A note: your HSA strategy may change as you age
Just as your 401(K) deposits and investment strategy change over time, so too should your HSA strategy.
- Early in life, many employees don’t have enough income to max out their HSA contributions. They might also use their health savings for over-the-counter health products rather than medical expenses.
- As earning potential increases in middle age, many account holders can maintain a higher balance, and their HSA starts to become a buffer against unexpected expenses – like having to suddenly pay their entire family deductible.
- Older HDHP members, absent of mortgages and college tuition, often focus on growing their HSA in preparation for retirement. Since you can no longer make deposits to your HSA on Medicare, and medical expenses skyrocket in old age, taking advantage of those catch-up contributions can be important!
Whatever your financial situation, it is important to continue working with your HR department to determine the plan that best meets your needs. Your HSA strategy and your optimal plan will likely change throughout your lifetime, but the good news is that you aren’t stuck! You have the opportunity to reassess your saving, investments, and plan options as you go.

_Data records:_
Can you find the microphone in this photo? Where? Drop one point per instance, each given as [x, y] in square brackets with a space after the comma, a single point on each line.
...
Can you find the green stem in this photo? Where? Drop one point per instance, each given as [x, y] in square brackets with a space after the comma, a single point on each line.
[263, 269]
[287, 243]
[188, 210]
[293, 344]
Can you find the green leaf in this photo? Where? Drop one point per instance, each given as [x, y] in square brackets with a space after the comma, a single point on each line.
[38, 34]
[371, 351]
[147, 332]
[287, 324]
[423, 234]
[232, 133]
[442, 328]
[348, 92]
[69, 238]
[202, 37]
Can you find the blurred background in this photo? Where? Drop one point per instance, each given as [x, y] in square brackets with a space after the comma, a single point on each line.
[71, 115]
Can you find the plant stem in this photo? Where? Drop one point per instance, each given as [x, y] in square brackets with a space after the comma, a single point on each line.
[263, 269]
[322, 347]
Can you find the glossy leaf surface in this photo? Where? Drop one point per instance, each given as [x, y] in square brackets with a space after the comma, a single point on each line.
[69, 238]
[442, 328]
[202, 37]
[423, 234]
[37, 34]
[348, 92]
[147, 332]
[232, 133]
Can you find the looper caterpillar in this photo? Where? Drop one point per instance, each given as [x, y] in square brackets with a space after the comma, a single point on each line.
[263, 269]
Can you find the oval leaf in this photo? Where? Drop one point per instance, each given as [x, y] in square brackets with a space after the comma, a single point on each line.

_Work instruction:_ From the text on HSA strategy, extract the passage between "- As earning" and "options as you go.", inclusive. The entries come from a separate source and are unrelated to the text on HSA strategy.

_Answer to this task:_
- As earning potential increases in middle age, many account holders can maintain a higher balance, and their HSA starts to become a buffer against unexpected expenses – like having to suddenly pay their entire family deductible.
- Older HDHP members, absent of mortgages and college tuition, often focus on growing their HSA in preparation for retirement. Since you can no longer make deposits to your HSA on Medicare, and medical expenses skyrocket in old age, taking advantage of those catch-up contributions can be important!
Whatever your financial situation, it is important to continue working with your HR department to determine the plan that best meets your needs. Your HSA strategy and your optimal plan will likely change throughout your lifetime, but the good news is that you aren’t stuck! You have the opportunity to reassess your saving, investments, and plan options as you go.